§ WORK INSTRUCTIONS:
From the article on vaccines, copy every sentence of the body text, after the byline, that contains the word "vaccine" or "vaccines".

The Westside Gazette

What is a Vaccine?

By Marsha Mullings, MPH

A vaccine is a biological tool that trains the body to fight an infectious agent that it has not yet encountered. Vaccines allow our bodies to respond to and prevent an infection from leading to illness by mimicking the body’s natural immune response. Vaccines are designed to replicate the body’s ability to counteract foreign agents (microbes) that infect it.

In the body’s natural immune response, special immune cells (memory cells) remember the configuration of each microbe it encounters and mount a rapid response if it is attacked by microbes it has encountered before. This system of attacking and then remembering different microbes is the body’s Immune System. When a new microbe attacks the body, the immune system cannot immediately fight off the invading microbe. Instead, it takes at least a week, and in many cases, two weeks or more for the immune system to “learn” the microbe’s configuration and then mount its response to the invader. In the interval between the infection and the immune system’s response, the microbe can produce millions of copies of itself, thereby overwhelming the body and causing illness. Some microbes are extremely powerful and can quickly overrun the immune response. Vaccines are designed to give the body an upper-hand by “tricking” the immune system into mounting an immediate response to a microbe, thus impeding the microbes’ action.

§ SUPPLIED DATA:
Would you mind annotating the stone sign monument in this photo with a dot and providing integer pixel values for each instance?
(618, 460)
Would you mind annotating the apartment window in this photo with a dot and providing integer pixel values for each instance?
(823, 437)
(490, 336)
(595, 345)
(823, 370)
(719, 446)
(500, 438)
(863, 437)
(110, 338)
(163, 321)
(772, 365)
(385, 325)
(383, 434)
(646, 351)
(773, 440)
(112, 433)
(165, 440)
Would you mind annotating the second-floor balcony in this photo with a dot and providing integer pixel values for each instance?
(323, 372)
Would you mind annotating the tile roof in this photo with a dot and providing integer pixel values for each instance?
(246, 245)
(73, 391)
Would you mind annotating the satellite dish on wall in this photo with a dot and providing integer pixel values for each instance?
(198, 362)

§ WRITTEN RESPONSE:
- A vaccine is a biological tool that trains the body to fight an infectious agent that it has not yet encountered.
- Vaccines allow our bodies to respond to and prevent an infection from leading to illness by mimicking the body’s natural immune response.
- Vaccines are designed to replicate the body’s ability to counteract foreign agents (microbes) that infect it.
- Vaccines are designed to give the body an upper-hand by “tricking” the immune system into mounting an immediate response to a microbe, thus impeding the microbes’ action.